■ **GOAL OF THE EXERCISE**: Copy the data below, changing every "Reply as" to "Answer as" and keeping everything else the same.

****************************************

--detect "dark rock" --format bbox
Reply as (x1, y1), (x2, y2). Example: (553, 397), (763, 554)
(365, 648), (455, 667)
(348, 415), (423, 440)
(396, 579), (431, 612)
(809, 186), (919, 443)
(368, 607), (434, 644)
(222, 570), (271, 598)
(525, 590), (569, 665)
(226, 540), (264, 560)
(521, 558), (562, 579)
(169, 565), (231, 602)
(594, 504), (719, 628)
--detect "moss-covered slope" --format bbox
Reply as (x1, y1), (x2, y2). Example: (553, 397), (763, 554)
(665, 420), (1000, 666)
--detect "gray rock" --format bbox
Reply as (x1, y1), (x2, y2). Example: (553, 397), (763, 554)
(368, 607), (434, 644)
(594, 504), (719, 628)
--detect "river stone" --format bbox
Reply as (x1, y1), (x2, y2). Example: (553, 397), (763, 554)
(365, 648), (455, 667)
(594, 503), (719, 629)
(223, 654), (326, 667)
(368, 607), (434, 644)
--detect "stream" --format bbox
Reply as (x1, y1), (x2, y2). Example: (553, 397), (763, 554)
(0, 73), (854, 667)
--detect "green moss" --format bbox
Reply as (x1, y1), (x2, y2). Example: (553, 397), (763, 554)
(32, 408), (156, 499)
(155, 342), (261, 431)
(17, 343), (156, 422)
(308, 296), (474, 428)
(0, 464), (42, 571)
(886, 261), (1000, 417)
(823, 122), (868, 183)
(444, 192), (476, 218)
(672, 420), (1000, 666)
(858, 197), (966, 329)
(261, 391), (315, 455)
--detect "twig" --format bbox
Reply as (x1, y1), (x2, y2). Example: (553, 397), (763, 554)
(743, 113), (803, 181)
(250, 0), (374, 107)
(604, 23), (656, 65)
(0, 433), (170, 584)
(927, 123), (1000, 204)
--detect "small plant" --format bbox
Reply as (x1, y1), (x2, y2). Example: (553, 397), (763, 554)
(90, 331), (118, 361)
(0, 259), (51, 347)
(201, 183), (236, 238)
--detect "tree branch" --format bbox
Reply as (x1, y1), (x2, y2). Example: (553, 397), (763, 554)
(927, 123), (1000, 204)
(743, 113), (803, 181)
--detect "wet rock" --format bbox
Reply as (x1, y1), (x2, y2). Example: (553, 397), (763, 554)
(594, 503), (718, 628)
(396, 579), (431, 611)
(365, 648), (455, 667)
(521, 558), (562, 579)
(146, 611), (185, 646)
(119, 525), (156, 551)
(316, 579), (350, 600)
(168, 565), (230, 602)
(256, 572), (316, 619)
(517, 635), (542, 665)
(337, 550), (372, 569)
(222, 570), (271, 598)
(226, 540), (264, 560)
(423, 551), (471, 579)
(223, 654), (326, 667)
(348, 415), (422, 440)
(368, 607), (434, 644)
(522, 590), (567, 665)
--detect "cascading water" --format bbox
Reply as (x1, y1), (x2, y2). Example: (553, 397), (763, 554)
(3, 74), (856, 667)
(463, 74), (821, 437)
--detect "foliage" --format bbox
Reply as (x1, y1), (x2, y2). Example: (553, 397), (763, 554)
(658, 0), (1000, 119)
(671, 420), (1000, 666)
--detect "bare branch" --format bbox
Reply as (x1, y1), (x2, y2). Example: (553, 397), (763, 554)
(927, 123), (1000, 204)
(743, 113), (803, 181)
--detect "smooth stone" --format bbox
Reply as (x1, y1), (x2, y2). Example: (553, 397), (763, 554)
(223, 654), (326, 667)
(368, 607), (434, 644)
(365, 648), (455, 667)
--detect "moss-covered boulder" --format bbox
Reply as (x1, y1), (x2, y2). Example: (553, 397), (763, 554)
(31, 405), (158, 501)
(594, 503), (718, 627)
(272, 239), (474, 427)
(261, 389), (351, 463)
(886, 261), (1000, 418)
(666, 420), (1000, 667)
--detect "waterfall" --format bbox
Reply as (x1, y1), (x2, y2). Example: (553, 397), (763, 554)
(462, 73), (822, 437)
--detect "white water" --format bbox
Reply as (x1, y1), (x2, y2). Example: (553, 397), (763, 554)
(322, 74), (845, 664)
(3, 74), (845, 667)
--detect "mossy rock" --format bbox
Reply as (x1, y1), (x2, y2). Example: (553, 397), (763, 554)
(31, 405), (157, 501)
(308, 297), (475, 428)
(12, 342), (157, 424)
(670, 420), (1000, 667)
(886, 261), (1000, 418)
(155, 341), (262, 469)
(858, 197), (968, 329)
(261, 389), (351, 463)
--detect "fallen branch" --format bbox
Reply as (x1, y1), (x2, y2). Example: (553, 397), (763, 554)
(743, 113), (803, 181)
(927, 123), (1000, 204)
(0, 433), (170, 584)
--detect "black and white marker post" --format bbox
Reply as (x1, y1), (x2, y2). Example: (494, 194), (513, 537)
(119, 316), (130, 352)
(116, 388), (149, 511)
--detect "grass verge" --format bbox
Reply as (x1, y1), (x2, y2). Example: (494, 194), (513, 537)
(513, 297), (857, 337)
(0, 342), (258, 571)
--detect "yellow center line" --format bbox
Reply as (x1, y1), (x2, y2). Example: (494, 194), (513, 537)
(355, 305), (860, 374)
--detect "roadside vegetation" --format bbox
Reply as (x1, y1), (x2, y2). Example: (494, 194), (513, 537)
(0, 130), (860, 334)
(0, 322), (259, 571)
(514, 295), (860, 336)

****************************************

■ **TASK OUTPUT**:
--detect "dark rock" --format bbox
Answer as (x1, y1), (x2, y2). Example: (553, 397), (763, 554)
(365, 648), (455, 667)
(348, 415), (423, 440)
(396, 579), (431, 612)
(809, 186), (919, 443)
(368, 607), (434, 644)
(222, 570), (271, 598)
(525, 590), (569, 665)
(226, 540), (264, 560)
(521, 558), (562, 579)
(169, 565), (231, 602)
(594, 504), (719, 628)
--detect "moss-covered slope" --format bbox
Answer as (x1, y1), (x2, y2). Example: (553, 397), (763, 554)
(665, 420), (1000, 666)
--detect "gray rock" --format bbox
Answer as (x1, y1), (x2, y2). Example: (553, 397), (763, 554)
(368, 607), (434, 644)
(594, 504), (719, 628)
--detect "river stone" --format bbox
Answer as (x1, y1), (x2, y2). Example: (553, 397), (763, 554)
(365, 648), (455, 667)
(594, 503), (719, 629)
(223, 654), (326, 667)
(368, 607), (434, 644)
--detect "stream" --format bbox
Answer as (x1, y1), (x2, y2). Example: (553, 397), (763, 554)
(0, 73), (854, 667)
--detect "green moss" --format bbox
Answer as (x1, y1), (x2, y2). Example: (553, 397), (763, 554)
(32, 408), (156, 499)
(155, 342), (261, 431)
(17, 343), (156, 422)
(308, 296), (474, 428)
(0, 464), (42, 571)
(886, 261), (1000, 417)
(823, 122), (868, 183)
(444, 192), (476, 218)
(672, 420), (1000, 666)
(858, 197), (966, 329)
(261, 391), (315, 455)
--detect "twig" --format bbox
Answer as (x1, y1), (x2, y2). Example: (553, 397), (763, 554)
(743, 113), (803, 181)
(250, 0), (374, 107)
(604, 23), (656, 65)
(0, 433), (170, 584)
(927, 123), (1000, 204)
--detect "small plant" --format bbox
Answer as (x1, y1), (x2, y2). Example: (553, 397), (763, 554)
(90, 331), (118, 361)
(0, 259), (51, 347)
(201, 183), (236, 238)
--detect "tree branch" --format bbox
Answer as (x1, y1), (x2, y2). Example: (553, 397), (763, 554)
(927, 123), (1000, 204)
(743, 113), (803, 181)
--detect "wet rock" --format bbox
Answer as (x1, y1), (x2, y2). Example: (553, 397), (763, 554)
(594, 503), (718, 628)
(396, 579), (431, 611)
(365, 648), (455, 667)
(521, 558), (562, 579)
(146, 611), (185, 646)
(119, 525), (156, 551)
(316, 579), (350, 600)
(168, 565), (230, 602)
(256, 572), (316, 619)
(517, 635), (542, 665)
(337, 550), (372, 569)
(222, 570), (271, 598)
(226, 540), (264, 560)
(423, 551), (471, 579)
(223, 654), (326, 667)
(348, 415), (422, 440)
(368, 607), (434, 644)
(522, 590), (567, 665)
--detect "cascading water" --format bbox
Answer as (x1, y1), (x2, y2). Example: (553, 397), (763, 554)
(3, 74), (856, 667)
(463, 74), (821, 437)
--detect "foliage" --format bbox
Answer as (x1, y1), (x2, y2). Example: (553, 397), (763, 554)
(658, 0), (1000, 119)
(671, 420), (1000, 666)
--detect "bare branch" --format bbox
Answer as (x1, y1), (x2, y2). Example: (553, 397), (763, 554)
(927, 123), (1000, 204)
(743, 113), (803, 181)
--detect "smooth stone" --format bbox
Answer as (x1, y1), (x2, y2). Example: (553, 397), (763, 554)
(223, 654), (326, 667)
(368, 607), (434, 644)
(365, 648), (455, 667)
--detect "moss-covered boulder" --format bbox
Answer as (x1, y1), (x2, y2). Example: (553, 397), (763, 554)
(31, 405), (158, 501)
(594, 503), (718, 627)
(272, 239), (474, 427)
(261, 389), (351, 463)
(886, 261), (1000, 418)
(666, 420), (1000, 667)
--detect "waterfall" --format bbox
Answer as (x1, y1), (x2, y2). Example: (553, 397), (763, 554)
(462, 73), (822, 437)
--detect "white water" --format bbox
Answer as (x1, y1), (x2, y2). Example: (553, 397), (763, 554)
(322, 74), (845, 664)
(3, 74), (845, 667)
--detect "mossy rock" --format bbox
Answer as (x1, y1), (x2, y2). Example: (553, 397), (763, 554)
(31, 405), (157, 501)
(308, 297), (475, 428)
(12, 342), (157, 424)
(670, 420), (1000, 667)
(886, 261), (1000, 418)
(155, 341), (262, 469)
(858, 197), (968, 329)
(261, 389), (351, 463)
--detect "fallen branch" --format bbox
Answer as (x1, y1), (x2, y2). Example: (553, 397), (763, 554)
(743, 113), (803, 181)
(927, 123), (1000, 204)
(0, 433), (170, 584)
--detect "black and white marker post" --format bbox
Answer as (x1, y1), (x2, y2). Example: (494, 194), (513, 537)
(119, 316), (130, 352)
(116, 388), (149, 511)
--detect "grass verge" --format bbox
Answer as (x1, y1), (x2, y2). Example: (494, 194), (513, 537)
(513, 297), (857, 337)
(0, 342), (258, 571)
--detect "yellow center line" --format bbox
Answer as (x1, y1), (x2, y2). Example: (494, 194), (513, 537)
(355, 305), (860, 374)
--detect "roadside vegetation" --format bbox
Answer as (x1, y1), (x2, y2). Example: (494, 194), (513, 537)
(0, 130), (860, 334)
(0, 322), (259, 571)
(514, 295), (860, 336)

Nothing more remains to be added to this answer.